══ Extract

Leah Andelsmith | September 22nd, 2021

Pride Center Goes “Beyond The Binary”

LGBTQ  |  Arts & Culture  |  New Haven Pride Center  |  Pride

Beyond

Thursday's panel. Screenshot via Facebook Live.

Find the language. Find yourself. Find acceptance. 

Self-discovery, self-expression, and affirmation were on the table last Thursday night, as five members of Connecticut’s non-binary community gathered virtually for Beyond the Binary II. Presented by the New Haven Pride Center as part of its Pride New Haven programming, the panel discussion challenged the idea that there is only one way to be non-binary. 

The panel was moderated by Lindsey Pasquale, who co-coordinates the Transgender Adult Support Group at the Pride Center and moderates “Older and Non-Binary,” a Facebook group. Panelists included Chris Garaffa, a technologist, activist, and organizer based in New Haven; Heather Kim, a psychiatrist and former New Haven resident working with gender diverse youth; Danbury resident and activist Will Love; and New Haven resident and Pride Center volunteer Devin Atlas Marlow.

“I always felt strange about gender,” Garaffa said. “I finally found the word non-binary and that really opened things up…[It] explains so much of the last 25, 30 years of my life and how I’ve been feeling, and now there’s a name for it.”  

Panelists each described how they discovered they were non-binary, which means not identifying exclusively as a man or a woman. Many of them came out later in life, after learning about identities outside of the gender binary from others in the community, especially youth. 

Non-binary identities have existed across cultures and historical periods, Kim said. The identity is not new, but the language is. Despite their work with non-binary clients, they still had to break down their own misconceptions while navigating the coming out process for themselves. 

They came to understand that not doing exactly what they saw other trans people doing—taking hormones, for example—didn’t mean they weren’t “trans enough.” They realized that not identifying as a man didn’t make them a woman by default. And they accepted that being in their twenties or thirties instead of their teens didn’t make them too old to come out as non-binary. 

Pasquale, who came out publicly this past April, said that “this language just wasn’t out there” when they were growing up in the seventies and eighties. “I had the feelings but I had no way of being able to figure that out and digest it,” they said.

════

* **Tasks and exercises**:
a) Answer these questions from the article on the Beyond the Binary II panel:
(i) Who moderated the panel?
(ii) In which town does Will Love live?
(iii) In what month did Pasquale come out publicly?
b) List every panelist the article on the Beyond the Binary II panel names, leaving out the moderator.
The records are not needed for answering these tasks.

══ Input data

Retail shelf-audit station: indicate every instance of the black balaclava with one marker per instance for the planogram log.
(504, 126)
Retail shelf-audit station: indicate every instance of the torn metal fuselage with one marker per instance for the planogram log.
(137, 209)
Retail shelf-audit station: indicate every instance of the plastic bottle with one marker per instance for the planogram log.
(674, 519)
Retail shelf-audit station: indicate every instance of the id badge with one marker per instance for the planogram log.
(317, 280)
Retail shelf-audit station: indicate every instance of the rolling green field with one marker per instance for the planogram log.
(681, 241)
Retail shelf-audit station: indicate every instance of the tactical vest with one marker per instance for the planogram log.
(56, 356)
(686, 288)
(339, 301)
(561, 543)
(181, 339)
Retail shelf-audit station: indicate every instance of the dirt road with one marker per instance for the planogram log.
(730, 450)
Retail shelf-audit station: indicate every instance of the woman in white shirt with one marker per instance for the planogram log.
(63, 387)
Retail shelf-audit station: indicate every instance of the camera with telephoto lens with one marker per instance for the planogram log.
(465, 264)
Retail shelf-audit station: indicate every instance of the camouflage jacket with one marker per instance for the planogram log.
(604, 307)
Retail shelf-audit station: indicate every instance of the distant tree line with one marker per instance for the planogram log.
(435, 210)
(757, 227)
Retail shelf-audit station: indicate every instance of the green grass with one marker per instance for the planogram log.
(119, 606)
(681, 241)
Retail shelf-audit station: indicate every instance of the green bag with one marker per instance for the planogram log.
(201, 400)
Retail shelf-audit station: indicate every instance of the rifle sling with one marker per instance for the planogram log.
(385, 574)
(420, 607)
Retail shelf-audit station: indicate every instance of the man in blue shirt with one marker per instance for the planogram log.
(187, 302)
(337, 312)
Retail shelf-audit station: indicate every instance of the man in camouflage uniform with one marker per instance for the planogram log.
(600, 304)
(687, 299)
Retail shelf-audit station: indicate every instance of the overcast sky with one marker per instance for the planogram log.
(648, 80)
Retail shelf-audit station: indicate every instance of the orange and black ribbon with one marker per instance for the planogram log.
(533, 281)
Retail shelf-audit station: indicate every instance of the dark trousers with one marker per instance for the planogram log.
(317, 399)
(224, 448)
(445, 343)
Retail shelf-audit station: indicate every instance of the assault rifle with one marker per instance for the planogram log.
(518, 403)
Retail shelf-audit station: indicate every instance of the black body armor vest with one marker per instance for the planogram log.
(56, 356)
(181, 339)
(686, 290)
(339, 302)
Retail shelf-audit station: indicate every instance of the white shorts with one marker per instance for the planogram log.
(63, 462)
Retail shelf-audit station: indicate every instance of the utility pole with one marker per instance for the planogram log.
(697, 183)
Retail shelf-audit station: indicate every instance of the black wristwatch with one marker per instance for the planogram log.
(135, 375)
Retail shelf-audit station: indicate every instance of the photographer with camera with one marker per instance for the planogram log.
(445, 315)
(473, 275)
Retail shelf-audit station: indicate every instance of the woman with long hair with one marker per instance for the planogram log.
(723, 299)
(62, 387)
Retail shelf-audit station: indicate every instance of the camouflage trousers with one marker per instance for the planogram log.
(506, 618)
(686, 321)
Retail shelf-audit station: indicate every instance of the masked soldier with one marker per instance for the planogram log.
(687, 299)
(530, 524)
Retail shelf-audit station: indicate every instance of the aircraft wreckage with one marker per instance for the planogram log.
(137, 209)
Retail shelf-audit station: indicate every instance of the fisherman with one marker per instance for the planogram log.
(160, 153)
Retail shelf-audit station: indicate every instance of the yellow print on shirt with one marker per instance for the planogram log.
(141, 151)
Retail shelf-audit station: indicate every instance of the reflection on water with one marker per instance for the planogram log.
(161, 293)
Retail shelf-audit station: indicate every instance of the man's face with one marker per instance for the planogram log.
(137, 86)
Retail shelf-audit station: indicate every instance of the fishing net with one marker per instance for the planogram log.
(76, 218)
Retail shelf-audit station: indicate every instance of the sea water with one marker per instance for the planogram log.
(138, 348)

════

* **Outputs by task**:
a)
(i) Lindsey Pasquale
(ii) Danbury
(iii) April

b)
Chris Garaffa
Heather Kim
Will Love
Devin Atlas Marlow